Supplied data Block Start
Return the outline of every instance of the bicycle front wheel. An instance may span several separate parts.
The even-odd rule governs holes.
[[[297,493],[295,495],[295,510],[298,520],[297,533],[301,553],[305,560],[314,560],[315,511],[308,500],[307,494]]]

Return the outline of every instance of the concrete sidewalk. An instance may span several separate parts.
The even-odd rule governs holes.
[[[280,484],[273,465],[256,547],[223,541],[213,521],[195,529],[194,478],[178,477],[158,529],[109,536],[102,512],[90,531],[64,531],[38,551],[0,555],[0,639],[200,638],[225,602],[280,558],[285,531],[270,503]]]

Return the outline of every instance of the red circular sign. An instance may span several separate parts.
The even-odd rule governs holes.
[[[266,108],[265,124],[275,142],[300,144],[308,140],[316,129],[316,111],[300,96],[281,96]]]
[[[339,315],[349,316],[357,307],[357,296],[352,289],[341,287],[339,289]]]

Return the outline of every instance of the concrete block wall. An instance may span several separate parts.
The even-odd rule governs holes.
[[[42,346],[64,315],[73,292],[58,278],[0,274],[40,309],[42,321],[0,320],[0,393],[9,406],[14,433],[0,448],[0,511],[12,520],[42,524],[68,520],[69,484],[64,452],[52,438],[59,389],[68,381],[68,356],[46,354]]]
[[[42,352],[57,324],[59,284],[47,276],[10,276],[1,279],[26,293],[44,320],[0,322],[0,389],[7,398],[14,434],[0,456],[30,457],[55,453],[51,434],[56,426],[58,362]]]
Supplied data Block End
Supplied data Block Start
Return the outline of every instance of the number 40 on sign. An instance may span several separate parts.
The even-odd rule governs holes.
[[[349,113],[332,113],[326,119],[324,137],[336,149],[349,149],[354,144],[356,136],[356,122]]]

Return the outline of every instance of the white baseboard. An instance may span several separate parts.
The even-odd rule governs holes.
Supplied data Block End
» **Activity**: Find the line with "Return the outline of every instance of the bicycle" in the material above. Reproduce it and each line after it up to and including the line with "Return the outline of every instance of the concrete sidewalk.".

» **Answer to this task**:
Return the outline of every instance of the bicycle front wheel. An instance may span several separate parts.
The even-odd rule governs holes.
[[[297,493],[295,495],[295,510],[298,520],[297,533],[301,553],[305,560],[314,560],[315,511],[308,500],[307,494]]]

Return the outline of every instance of the concrete sidewalk. An instance may span several separate parts.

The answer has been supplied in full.